→ ASSIGNMENT
Your answer should be exactly the lines from the one that contains "Note: mark the roof" through the final line of the entries below, and nothing else.

→ Items listed in a dataset
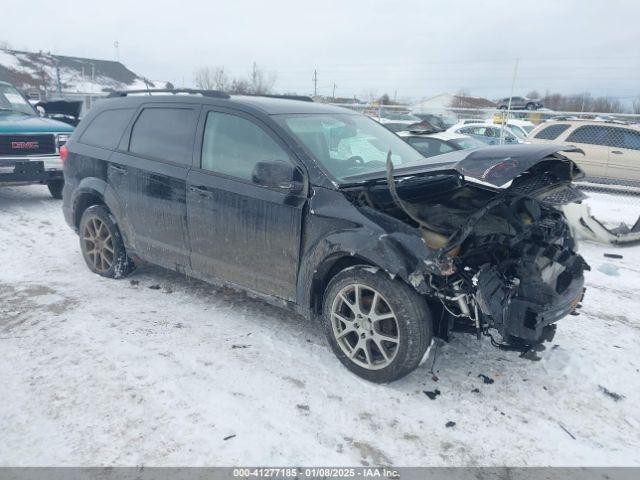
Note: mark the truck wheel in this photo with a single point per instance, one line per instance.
(379, 328)
(55, 188)
(101, 244)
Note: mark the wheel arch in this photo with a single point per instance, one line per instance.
(95, 191)
(328, 269)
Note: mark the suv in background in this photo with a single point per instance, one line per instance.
(29, 143)
(611, 150)
(302, 204)
(519, 103)
(487, 133)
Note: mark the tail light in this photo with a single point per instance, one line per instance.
(64, 153)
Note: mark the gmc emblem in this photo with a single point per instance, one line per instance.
(25, 145)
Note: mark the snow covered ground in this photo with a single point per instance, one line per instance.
(158, 369)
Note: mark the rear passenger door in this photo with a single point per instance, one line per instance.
(155, 159)
(241, 232)
(593, 140)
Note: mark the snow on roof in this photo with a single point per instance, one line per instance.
(31, 70)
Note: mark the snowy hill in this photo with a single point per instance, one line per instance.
(68, 75)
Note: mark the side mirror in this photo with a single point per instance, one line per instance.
(280, 175)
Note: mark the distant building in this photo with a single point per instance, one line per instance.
(44, 76)
(448, 101)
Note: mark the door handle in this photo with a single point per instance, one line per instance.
(118, 170)
(201, 191)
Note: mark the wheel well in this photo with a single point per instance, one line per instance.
(84, 201)
(325, 272)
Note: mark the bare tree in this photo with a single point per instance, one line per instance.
(220, 79)
(240, 86)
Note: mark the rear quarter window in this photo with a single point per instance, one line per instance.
(164, 134)
(552, 131)
(106, 129)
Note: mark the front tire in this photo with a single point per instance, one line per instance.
(102, 245)
(55, 188)
(378, 328)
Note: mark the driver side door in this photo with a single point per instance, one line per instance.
(242, 232)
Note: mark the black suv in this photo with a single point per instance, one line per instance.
(324, 211)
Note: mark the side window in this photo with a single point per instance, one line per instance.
(624, 138)
(552, 131)
(164, 133)
(106, 128)
(233, 145)
(591, 134)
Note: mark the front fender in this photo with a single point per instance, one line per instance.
(337, 230)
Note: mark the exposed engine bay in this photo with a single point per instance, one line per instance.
(502, 255)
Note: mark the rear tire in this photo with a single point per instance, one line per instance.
(55, 188)
(102, 245)
(378, 328)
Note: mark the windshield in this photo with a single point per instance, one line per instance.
(11, 99)
(467, 143)
(398, 116)
(347, 144)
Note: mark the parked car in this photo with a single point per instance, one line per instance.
(487, 133)
(439, 121)
(323, 211)
(611, 150)
(519, 103)
(521, 128)
(432, 144)
(29, 143)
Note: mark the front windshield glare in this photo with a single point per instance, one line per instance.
(10, 99)
(348, 144)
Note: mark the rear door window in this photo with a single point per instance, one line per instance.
(164, 133)
(233, 145)
(552, 131)
(106, 129)
(590, 134)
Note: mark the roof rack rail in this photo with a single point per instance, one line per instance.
(302, 98)
(174, 91)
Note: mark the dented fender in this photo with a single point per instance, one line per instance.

→ SOLUTION
Note: mark the roof rack rail in this photo with a single point per instance, one line per instance.
(302, 98)
(174, 91)
Note: mark the dented fender in this photo with a single point per instance, one line per instance.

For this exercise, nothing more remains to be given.